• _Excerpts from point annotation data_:
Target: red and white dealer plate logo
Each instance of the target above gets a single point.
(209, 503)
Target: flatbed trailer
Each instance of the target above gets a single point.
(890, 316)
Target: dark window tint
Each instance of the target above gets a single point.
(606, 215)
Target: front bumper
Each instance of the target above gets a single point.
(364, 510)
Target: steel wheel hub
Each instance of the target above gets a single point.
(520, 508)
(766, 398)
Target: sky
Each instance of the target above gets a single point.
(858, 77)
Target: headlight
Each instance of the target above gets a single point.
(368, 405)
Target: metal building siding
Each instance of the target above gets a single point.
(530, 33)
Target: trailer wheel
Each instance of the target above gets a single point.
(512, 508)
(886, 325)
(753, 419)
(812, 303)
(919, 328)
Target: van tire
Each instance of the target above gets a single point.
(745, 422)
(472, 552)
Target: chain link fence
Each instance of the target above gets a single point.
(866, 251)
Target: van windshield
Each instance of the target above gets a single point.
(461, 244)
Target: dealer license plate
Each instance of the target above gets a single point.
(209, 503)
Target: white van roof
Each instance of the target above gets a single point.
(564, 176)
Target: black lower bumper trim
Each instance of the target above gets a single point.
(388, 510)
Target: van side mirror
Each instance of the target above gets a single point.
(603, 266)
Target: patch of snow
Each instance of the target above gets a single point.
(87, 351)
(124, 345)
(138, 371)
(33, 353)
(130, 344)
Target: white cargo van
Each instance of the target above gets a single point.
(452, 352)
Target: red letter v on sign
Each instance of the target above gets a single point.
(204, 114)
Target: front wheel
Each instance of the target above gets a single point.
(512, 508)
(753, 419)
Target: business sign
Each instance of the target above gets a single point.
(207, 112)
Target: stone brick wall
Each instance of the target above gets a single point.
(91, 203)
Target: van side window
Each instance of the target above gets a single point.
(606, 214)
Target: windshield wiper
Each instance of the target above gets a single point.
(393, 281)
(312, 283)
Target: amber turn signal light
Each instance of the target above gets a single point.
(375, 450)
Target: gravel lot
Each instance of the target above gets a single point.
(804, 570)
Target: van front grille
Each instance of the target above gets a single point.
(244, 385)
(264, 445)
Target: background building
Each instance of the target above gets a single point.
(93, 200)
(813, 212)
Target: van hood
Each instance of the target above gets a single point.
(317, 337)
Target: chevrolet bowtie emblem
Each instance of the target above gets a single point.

• _TO DO_:
Please repeat all of the records above word for word, without changing anything.

• _SOLUTION_:
Target: red and white dealer plate logo
Each instance of the target above gets a single point.
(209, 503)
Target: flatbed trailer
Each instance of the target above gets a single point.
(890, 316)
Target: dark window tint
Each instance of the target above gets a single point.
(606, 215)
Target: front bumper
Each instance of the target above gets a single point.
(364, 510)
Target: steel wheel hub
Each instance of the target above gets a single point.
(520, 508)
(766, 398)
Target: sky
Each instance of the target above gets a single point.
(858, 77)
Target: headlight
Each instance of the target above gets a single point.
(368, 405)
Target: metal building siding
Each instance of the target above gets a single point.
(530, 33)
Target: trailer wheel
Each instance of the target above gets a single point.
(512, 508)
(886, 325)
(753, 419)
(812, 303)
(919, 328)
Target: van tire
Each instance of the target above gets a single point.
(745, 422)
(472, 552)
Target: chain link fence
Each instance of the target above gets a single point.
(866, 251)
Target: van windshield
Each instance of the target above gets a single point.
(461, 244)
Target: dealer license plate
Each instance of the target above gets a single point.
(209, 503)
Target: white van roof
Each instance of the target above gets a single point.
(564, 176)
Target: black lower bumper trim
Each instance of the target above gets a single point.
(388, 510)
Target: van side mirror
Each instance of the target above gets a single point.
(603, 266)
Target: patch of snow
Each instance of the target above gets a single point.
(87, 351)
(124, 345)
(138, 371)
(33, 353)
(130, 344)
Target: white cargo van
Each instance of the target above gets a single point.
(452, 352)
Target: red letter v on sign
Each instance of the target above gets a single point.
(204, 114)
Target: front wheel
Each instance of the target above gets a single point.
(512, 508)
(753, 419)
Target: business sign
Each instance of the target above gets a single point.
(207, 112)
Target: stone brick wall
Each instance of the target above gets a single point.
(91, 203)
Target: van side window
Each instance of the target above gets a single point.
(606, 214)
Target: windshield wiper
Each instance of the target above gets a single point.
(393, 281)
(312, 283)
Target: amber turn signal light
Each instance of the target above gets a single point.
(375, 450)
Target: gravel lot
Each instance of the target above gets a single point.
(804, 570)
Target: van front grille
Each instance of the target above gets a single point.
(244, 385)
(264, 445)
Target: background building
Each instance of the target above gets a single point.
(93, 200)
(813, 212)
Target: van hood
Each instance of the target above gets a single point.
(317, 337)
Target: chevrolet bowtie emblem
Each instance of the target above gets a single point.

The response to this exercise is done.